Eines der größten Frauenprobleme der Neuzeit holt mich heute mal wieder ein. Es ist 19 Uhr, ich stehe vor meinem total überfüllten Kleiderschrank – und habe nichts anzuziehen. Jedenfalls nichts, worin ich mich wirklich wohl fühle. In dem violetten Minirock kommen heute meine dicken Unterschenkel zur Geltung (obwohl die vor drei Tagen noch fabelhaft darin aussahen), die schwarze Samthose schafft es heute leider nicht, meine normalerweise wohlgeformten Oberschenkel und Hüften zu kaschieren und das grün-gestreifte Kleid (Längsstreifen!) trägt heute einfach irgendwie komisch auf. So geht es mit allen Klamotten weiter. Es ist wie verhext. Aber dann finde ich doch zwei Outfits, die zu meinem aktuellen körperlichen und seelischen Wohlbefinden passen könnten.
„Das schwarze oder das rote Kleid?“ Das ist Tom doch völlig schnuppe. Denn dank meiner Schmink-Fön-Fünfmal-Umzieh-Aktion sind wir mal wieder zu spät dran. Und außerdem sehe ich laut Tom in beiden Kleidern einfach klasse aus. Und beide Farben stehen mir perfekt. Das meinte er jedenfalls vor der letzten Geburtstagsparty. Und dank des Einkauf-Marathons am vergangenen verkaufsoffenen Sonntag habe ich zu beiden Kleidern die passenden Schuhe und die entsprechende Handtasche gefunden. Also eigentlich echt schnurz-egal. Theoretisch.

■ Aufgabe A: Welche Uhrzeit nennt der Text über das Kleiderproblem für den Moment vor dem Kleiderschrank?
■ Aufgabe B: Welche Kleidungsstücke werden im ersten Absatz des Textes über das Kleiderproblem als heute unpassend beschrieben? Nenne alle.
■ Aufgabe C: Stimmen diese Aussagen mit dem Text über das Kleiderproblem überein? (i) Laut Tom sieht das Ich in beiden Kleidern gut aus. (ii) Schuhe und Handtasche wurden an einem Samstag gekauft. (iii) Tom und das Ich sind pünktlich dran. Antworte jeweils mit Ja oder Nein und zitiere die entscheidenden Worte.
Das Material wird hierfür nicht benötigt.

[Zeigedaten zu benannten Objekten]
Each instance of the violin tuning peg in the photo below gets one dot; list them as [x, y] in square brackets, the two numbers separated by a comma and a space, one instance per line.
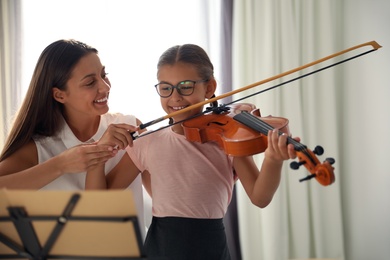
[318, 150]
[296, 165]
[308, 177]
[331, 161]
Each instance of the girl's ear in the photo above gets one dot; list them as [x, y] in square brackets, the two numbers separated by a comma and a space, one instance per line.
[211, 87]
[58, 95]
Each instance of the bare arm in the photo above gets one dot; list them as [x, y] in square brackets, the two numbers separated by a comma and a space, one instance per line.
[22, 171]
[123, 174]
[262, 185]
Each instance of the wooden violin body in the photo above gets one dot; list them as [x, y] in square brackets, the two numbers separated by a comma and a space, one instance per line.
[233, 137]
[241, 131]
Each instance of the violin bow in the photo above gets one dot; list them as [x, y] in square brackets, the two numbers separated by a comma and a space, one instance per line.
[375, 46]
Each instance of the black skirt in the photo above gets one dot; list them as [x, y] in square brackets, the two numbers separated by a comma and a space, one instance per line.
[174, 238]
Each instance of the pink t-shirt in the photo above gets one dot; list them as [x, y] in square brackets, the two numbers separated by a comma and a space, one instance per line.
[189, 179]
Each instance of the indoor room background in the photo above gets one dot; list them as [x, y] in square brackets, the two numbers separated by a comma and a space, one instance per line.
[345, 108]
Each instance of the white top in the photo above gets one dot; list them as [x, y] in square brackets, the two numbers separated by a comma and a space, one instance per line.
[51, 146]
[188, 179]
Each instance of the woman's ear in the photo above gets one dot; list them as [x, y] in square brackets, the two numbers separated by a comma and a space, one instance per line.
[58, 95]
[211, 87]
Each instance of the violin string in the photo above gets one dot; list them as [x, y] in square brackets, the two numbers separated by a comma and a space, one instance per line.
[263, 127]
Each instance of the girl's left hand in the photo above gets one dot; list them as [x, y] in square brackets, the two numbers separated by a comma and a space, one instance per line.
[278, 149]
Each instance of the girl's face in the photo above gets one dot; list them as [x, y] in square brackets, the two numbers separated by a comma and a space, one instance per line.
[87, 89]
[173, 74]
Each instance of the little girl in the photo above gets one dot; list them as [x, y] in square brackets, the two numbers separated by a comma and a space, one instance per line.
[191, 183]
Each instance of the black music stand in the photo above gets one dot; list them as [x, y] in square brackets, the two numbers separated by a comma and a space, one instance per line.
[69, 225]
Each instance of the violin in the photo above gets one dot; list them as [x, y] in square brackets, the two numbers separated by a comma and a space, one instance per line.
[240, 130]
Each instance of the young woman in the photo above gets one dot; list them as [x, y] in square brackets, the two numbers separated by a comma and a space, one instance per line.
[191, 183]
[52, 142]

■ Lösung A: 19 Uhr.

■ Lösung B: der violette Minirock, die schwarze Samthose, das grün-gestreifte Kleid

■ Lösung C:
(i) Ja: „sehe ich laut Tom in beiden Kleidern einfach klasse aus“
(ii) Nein: „am vergangenen verkaufsoffenen Sonntag“
(iii) Nein: „sind wir mal wieder zu spät dran“